LISTED RECORDS ::
┌──
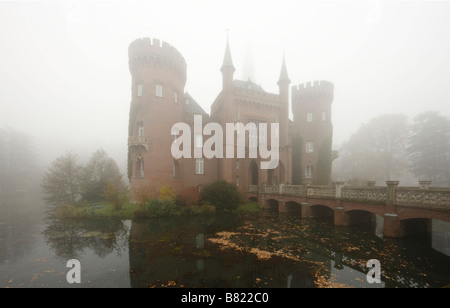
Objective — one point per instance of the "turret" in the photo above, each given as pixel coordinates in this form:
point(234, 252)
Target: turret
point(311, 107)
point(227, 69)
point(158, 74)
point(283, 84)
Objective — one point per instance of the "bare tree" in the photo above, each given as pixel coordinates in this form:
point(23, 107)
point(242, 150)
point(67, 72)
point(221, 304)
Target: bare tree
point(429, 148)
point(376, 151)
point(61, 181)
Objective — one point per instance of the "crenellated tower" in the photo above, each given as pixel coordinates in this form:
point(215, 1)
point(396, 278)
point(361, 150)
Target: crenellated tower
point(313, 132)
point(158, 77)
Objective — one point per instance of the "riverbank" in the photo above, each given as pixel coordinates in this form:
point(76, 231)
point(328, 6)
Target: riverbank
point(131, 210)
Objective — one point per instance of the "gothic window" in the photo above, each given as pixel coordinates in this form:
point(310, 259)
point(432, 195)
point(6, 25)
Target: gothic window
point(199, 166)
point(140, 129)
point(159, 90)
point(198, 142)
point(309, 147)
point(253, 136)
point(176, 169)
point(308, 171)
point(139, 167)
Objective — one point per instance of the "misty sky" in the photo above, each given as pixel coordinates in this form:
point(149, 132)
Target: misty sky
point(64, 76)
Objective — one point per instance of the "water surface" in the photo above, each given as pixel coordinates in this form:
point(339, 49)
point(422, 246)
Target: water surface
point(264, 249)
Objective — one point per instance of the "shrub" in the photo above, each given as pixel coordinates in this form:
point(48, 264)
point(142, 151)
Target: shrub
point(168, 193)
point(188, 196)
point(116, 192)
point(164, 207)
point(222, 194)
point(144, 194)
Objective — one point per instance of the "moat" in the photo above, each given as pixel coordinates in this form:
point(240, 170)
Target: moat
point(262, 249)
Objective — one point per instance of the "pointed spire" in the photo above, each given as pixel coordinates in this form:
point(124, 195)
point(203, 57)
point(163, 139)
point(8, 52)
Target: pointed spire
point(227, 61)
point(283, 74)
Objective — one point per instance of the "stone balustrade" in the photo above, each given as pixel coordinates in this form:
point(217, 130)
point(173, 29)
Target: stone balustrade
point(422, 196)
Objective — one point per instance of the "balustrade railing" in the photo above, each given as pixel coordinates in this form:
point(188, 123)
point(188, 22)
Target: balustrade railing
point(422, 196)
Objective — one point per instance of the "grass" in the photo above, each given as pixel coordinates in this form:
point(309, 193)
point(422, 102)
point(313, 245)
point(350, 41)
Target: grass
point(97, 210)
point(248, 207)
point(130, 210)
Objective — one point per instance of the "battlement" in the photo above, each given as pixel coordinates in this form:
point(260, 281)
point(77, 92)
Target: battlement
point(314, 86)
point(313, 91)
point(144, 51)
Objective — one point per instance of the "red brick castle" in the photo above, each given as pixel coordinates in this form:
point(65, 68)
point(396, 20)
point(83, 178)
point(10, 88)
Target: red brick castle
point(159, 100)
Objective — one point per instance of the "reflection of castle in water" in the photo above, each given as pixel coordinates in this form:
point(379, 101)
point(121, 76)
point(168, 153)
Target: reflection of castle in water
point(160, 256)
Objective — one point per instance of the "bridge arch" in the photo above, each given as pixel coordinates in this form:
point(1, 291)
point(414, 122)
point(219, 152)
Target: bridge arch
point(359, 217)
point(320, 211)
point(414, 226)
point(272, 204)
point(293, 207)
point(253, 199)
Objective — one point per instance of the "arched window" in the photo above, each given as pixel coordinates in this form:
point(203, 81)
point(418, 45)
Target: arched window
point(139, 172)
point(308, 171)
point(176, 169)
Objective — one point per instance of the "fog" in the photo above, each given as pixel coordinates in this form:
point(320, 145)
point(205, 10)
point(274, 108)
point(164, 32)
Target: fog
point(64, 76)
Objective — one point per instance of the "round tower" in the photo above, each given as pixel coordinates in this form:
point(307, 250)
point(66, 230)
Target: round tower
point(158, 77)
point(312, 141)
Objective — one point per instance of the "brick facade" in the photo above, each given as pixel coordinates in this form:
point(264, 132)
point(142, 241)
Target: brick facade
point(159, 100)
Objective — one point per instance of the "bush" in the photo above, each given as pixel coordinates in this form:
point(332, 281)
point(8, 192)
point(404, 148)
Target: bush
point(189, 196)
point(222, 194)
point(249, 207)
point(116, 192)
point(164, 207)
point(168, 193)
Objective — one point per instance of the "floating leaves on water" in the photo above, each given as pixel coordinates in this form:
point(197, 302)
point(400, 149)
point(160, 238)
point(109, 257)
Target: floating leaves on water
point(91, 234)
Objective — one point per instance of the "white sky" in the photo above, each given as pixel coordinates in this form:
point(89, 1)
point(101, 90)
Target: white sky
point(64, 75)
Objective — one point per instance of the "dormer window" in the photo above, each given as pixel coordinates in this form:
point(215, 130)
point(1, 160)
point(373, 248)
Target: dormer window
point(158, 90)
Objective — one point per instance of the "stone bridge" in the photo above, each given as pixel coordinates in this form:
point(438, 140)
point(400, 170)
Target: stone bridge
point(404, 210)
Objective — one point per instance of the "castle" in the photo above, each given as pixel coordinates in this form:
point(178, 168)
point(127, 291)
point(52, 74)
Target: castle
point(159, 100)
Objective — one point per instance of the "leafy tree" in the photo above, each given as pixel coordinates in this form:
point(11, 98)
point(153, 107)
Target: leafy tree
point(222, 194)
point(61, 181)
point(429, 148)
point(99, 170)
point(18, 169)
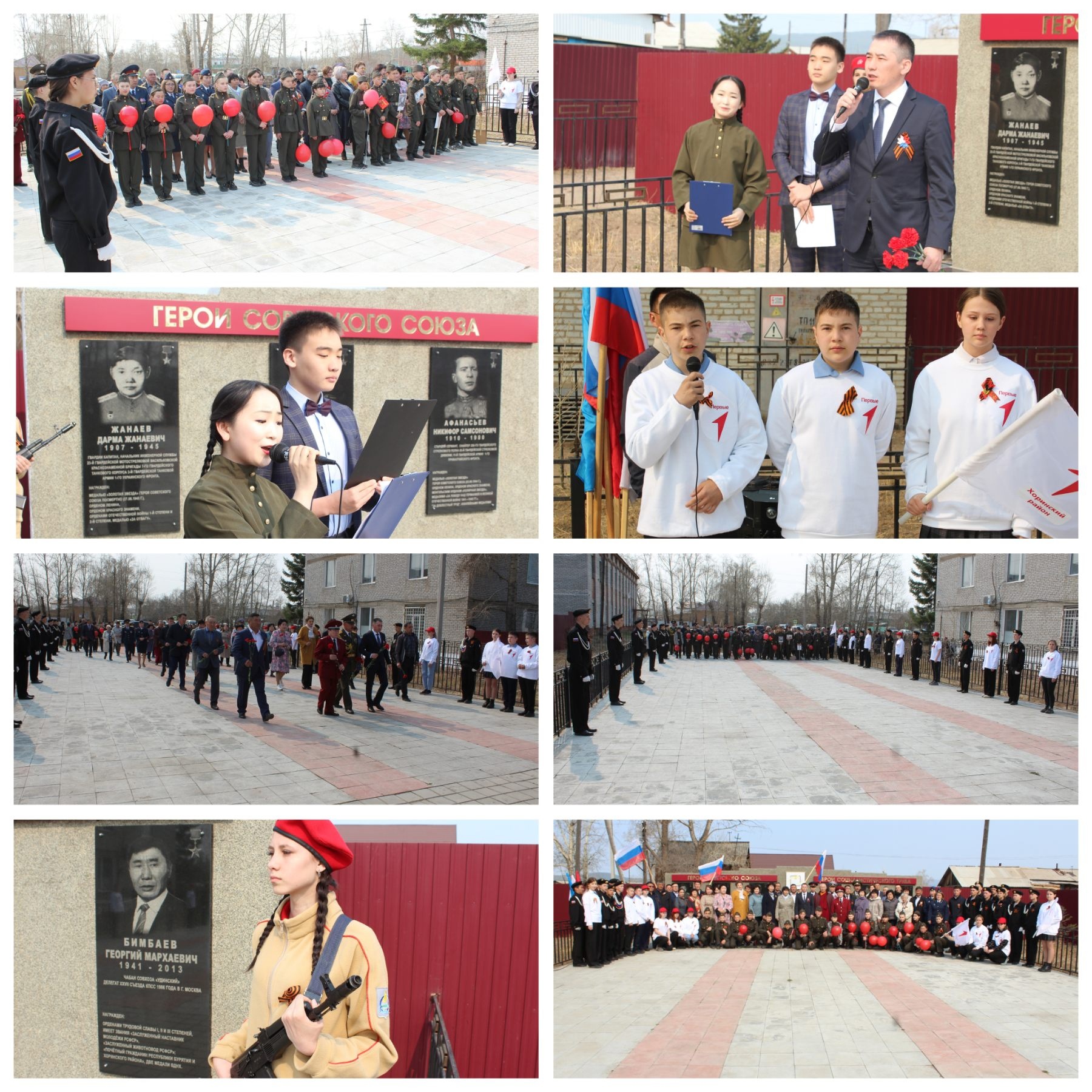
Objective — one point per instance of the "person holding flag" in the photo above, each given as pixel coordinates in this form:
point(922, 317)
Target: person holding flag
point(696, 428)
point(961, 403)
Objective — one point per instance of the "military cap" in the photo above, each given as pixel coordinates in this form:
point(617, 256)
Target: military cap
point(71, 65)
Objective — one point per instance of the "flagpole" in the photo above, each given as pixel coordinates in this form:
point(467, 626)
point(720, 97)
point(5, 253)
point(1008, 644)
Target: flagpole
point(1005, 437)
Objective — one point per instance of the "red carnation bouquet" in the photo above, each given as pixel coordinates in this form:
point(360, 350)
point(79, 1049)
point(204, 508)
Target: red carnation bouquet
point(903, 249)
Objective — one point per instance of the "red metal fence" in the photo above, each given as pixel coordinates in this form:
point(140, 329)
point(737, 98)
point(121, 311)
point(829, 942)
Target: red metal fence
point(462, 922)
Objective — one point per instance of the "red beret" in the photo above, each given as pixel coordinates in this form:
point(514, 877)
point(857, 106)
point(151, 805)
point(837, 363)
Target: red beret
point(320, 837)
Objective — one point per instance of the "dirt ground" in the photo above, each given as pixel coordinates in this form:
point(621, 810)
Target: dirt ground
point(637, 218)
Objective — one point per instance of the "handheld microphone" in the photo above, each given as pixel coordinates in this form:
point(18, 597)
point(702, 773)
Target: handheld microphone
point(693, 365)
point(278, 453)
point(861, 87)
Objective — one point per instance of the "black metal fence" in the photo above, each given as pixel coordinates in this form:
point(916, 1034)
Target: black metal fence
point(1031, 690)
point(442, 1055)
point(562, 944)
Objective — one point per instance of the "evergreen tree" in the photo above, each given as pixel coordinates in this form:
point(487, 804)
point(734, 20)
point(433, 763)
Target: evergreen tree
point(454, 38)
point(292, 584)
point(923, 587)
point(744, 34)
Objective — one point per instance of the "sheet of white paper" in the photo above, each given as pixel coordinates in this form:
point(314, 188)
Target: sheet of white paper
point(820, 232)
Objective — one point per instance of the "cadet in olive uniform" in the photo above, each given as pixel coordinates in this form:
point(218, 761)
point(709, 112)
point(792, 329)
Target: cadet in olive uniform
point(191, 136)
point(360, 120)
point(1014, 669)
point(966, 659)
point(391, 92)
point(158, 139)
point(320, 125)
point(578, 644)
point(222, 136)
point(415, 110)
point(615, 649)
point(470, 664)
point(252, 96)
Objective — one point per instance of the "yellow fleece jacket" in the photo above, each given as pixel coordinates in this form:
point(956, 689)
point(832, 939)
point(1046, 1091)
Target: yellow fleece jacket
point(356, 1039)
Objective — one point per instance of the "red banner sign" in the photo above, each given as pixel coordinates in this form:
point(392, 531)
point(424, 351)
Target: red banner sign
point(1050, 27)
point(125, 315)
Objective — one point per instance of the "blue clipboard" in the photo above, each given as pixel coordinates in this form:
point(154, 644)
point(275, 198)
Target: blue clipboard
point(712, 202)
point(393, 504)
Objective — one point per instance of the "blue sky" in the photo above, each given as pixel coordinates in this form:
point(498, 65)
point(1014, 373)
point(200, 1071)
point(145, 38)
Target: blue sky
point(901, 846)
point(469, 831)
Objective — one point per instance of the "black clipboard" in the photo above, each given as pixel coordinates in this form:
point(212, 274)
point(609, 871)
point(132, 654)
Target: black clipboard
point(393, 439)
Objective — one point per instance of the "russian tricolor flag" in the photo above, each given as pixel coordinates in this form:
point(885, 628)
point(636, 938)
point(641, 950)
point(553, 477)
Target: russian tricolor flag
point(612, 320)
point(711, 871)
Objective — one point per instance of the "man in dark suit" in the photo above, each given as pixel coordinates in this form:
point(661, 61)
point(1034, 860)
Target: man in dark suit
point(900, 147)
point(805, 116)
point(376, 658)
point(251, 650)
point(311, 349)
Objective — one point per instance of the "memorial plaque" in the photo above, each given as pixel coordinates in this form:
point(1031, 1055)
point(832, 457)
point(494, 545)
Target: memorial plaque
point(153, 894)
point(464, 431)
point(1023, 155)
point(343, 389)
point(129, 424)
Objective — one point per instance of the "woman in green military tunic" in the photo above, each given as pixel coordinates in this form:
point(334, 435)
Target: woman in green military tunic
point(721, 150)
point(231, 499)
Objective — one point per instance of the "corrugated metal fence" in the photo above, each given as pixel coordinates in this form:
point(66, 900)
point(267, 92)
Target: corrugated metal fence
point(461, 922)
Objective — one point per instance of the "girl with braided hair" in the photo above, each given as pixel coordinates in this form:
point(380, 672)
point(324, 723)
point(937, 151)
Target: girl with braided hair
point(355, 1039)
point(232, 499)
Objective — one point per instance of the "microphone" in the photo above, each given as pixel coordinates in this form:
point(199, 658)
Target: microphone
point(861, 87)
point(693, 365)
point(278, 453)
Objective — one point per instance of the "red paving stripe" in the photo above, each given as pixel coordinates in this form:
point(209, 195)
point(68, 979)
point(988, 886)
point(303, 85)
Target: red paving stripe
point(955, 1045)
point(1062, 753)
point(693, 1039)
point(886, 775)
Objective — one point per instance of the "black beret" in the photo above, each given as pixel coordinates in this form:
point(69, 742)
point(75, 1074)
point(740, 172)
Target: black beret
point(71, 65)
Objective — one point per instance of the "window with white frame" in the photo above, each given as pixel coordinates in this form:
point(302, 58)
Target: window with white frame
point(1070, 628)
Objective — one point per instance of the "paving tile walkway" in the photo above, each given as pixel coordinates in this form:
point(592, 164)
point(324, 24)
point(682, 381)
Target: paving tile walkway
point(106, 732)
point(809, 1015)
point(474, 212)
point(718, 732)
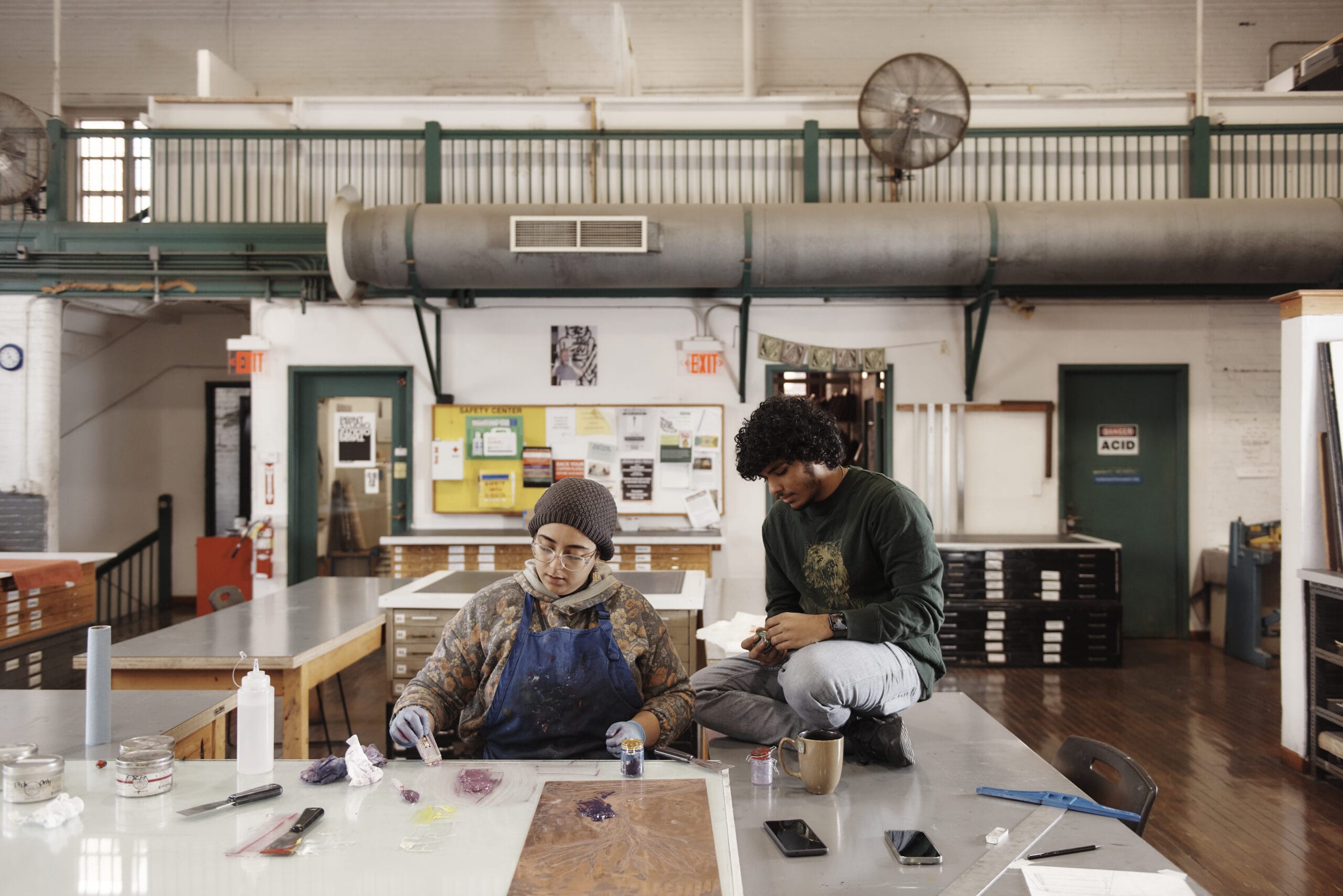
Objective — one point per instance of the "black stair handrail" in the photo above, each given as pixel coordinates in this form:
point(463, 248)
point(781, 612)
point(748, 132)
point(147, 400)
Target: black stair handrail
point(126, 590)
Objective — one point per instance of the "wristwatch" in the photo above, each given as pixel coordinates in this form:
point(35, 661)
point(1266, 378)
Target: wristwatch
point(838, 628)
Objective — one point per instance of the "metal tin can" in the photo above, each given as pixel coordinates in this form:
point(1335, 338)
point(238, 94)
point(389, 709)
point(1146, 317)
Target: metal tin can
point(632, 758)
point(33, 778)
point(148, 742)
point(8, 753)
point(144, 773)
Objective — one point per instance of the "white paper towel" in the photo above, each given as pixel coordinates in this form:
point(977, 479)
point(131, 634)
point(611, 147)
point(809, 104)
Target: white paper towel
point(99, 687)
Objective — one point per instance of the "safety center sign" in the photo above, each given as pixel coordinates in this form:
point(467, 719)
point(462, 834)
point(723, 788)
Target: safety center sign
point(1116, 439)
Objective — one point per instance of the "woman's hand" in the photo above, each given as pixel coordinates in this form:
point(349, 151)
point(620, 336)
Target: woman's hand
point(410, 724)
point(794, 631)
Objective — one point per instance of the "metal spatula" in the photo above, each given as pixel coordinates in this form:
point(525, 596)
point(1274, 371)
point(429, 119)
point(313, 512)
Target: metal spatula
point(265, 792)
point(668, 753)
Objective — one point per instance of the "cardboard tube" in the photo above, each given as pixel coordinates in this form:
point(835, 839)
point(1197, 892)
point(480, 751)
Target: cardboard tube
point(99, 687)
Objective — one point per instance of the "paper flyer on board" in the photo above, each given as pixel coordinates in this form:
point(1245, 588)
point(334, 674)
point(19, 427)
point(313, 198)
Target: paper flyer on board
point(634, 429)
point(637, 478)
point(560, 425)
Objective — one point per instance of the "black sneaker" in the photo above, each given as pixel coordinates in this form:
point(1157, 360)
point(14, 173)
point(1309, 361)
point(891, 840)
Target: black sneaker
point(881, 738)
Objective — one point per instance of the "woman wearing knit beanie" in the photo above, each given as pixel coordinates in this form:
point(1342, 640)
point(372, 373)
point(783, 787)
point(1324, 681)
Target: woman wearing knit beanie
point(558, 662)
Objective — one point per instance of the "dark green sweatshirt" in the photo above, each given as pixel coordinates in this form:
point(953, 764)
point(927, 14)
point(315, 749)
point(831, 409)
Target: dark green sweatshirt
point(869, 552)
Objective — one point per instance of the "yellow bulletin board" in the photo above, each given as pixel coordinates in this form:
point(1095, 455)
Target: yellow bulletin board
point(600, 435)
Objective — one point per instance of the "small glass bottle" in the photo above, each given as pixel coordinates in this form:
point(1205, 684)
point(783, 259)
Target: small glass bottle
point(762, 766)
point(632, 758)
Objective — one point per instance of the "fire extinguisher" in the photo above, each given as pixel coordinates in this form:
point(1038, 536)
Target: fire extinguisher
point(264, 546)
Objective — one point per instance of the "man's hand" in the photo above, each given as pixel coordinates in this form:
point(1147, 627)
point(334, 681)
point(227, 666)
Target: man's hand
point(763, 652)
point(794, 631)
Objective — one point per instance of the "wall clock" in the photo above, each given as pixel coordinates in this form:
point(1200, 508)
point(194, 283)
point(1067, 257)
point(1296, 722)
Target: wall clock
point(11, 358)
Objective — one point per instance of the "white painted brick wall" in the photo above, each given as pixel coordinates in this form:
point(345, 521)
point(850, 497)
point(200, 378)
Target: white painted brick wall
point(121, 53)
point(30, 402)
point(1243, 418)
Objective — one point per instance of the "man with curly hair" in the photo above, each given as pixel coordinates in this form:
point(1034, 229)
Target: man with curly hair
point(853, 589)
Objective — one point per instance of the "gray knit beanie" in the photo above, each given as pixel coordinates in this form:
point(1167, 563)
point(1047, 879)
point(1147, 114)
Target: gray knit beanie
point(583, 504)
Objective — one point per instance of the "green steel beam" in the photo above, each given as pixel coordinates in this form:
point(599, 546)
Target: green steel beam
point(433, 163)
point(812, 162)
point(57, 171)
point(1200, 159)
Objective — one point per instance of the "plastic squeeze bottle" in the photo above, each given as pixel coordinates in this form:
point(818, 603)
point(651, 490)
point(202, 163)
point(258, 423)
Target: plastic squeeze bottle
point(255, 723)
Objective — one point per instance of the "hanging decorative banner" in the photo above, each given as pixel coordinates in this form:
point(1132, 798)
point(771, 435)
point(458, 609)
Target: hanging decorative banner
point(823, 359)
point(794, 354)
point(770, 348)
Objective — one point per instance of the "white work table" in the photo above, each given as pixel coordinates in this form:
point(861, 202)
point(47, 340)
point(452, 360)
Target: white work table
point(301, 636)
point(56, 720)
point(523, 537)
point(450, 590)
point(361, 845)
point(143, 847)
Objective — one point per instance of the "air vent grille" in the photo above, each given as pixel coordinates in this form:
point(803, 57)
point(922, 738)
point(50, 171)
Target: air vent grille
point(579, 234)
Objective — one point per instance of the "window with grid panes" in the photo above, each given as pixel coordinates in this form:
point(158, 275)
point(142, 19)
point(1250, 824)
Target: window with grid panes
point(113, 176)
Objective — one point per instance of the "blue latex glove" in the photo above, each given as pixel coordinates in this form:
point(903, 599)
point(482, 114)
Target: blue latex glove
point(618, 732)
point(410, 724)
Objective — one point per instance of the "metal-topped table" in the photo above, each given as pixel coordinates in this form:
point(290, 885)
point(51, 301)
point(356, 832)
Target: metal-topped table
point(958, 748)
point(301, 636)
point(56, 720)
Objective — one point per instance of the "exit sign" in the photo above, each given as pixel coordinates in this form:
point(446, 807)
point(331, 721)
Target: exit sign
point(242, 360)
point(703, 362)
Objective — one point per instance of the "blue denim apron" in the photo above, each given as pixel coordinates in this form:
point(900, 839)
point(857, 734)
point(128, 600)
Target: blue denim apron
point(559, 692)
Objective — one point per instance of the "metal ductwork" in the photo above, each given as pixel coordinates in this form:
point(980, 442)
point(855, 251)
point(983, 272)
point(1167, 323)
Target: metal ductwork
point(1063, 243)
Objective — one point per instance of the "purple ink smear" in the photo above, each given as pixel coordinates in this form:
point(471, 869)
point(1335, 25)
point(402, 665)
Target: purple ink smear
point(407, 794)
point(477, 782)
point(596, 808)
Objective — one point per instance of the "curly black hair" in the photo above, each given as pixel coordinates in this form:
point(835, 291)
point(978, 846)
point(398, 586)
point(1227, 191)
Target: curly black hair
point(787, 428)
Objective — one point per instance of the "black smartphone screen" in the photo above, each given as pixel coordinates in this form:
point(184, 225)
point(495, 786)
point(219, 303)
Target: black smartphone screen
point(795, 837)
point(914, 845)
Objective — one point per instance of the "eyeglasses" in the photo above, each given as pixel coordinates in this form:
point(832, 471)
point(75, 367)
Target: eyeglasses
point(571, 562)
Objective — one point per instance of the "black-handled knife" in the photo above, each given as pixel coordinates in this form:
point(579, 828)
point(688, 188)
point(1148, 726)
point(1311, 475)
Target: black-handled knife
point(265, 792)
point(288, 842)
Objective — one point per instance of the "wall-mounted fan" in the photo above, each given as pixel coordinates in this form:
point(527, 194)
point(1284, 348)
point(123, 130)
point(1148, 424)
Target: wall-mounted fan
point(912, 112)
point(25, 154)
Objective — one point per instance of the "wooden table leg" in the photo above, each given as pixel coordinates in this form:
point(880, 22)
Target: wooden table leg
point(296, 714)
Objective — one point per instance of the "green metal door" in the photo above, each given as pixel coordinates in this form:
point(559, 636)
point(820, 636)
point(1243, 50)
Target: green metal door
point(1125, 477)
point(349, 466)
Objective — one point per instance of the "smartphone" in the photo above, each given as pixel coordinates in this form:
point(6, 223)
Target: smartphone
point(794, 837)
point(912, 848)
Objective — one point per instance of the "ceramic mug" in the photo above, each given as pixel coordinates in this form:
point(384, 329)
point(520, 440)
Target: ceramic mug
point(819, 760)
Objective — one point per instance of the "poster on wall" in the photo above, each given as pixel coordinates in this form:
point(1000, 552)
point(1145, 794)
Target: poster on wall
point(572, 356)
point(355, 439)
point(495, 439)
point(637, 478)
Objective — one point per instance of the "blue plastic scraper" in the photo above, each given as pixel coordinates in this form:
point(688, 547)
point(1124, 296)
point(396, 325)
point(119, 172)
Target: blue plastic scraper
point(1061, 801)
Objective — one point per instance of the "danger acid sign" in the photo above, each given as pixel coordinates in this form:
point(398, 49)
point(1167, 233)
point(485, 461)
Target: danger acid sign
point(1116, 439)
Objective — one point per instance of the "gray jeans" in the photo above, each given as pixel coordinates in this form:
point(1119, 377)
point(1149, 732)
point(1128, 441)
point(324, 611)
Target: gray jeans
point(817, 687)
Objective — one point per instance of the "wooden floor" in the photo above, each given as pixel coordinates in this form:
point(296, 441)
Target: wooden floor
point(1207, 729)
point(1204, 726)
└──
EXERCISE GOAL ::
Copy, line for line, the part of the records that opens with their first line and closes with the line containing "point(264, 249)", both ends included. Leave the pictures out of your copy.

CORRECT OUTPUT ::
Objective — one point per instance of the "turret" in the photo above, each given as pixel coordinates in this form:
point(234, 252)
Target: turret
point(311, 107)
point(227, 69)
point(158, 74)
point(283, 84)
Objective — one point per instance of the "bare tree" in the photo above, each given as pixel coordinates in this form:
point(23, 107)
point(242, 150)
point(67, 72)
point(221, 304)
Target: bare tree
point(429, 148)
point(376, 151)
point(61, 181)
Objective — one point per instance of the "crenellated tower" in the photo above, each given as pixel coordinates in this form:
point(215, 1)
point(396, 278)
point(361, 150)
Target: crenellated tower
point(313, 132)
point(158, 77)
Objective — one point per instance of the "riverbank" in the photo above, each given as pixel coordinates in this form:
point(76, 231)
point(328, 6)
Target: riverbank
point(131, 210)
Objective — one point per instance of the "gothic window" in the photo above, each given as pixel coordinates in this form:
point(310, 259)
point(432, 195)
point(6, 25)
Target: gothic window
point(199, 166)
point(140, 129)
point(159, 90)
point(198, 142)
point(309, 147)
point(253, 136)
point(176, 169)
point(308, 171)
point(139, 167)
Objective — one point per instance of the "misty sky" in the photo above, each given as pixel coordinates in this form:
point(149, 132)
Target: misty sky
point(64, 76)
Objective — one point per instance of the "water surface" in the photo above, each given as pixel coordinates in this form:
point(339, 49)
point(422, 246)
Target: water surface
point(264, 249)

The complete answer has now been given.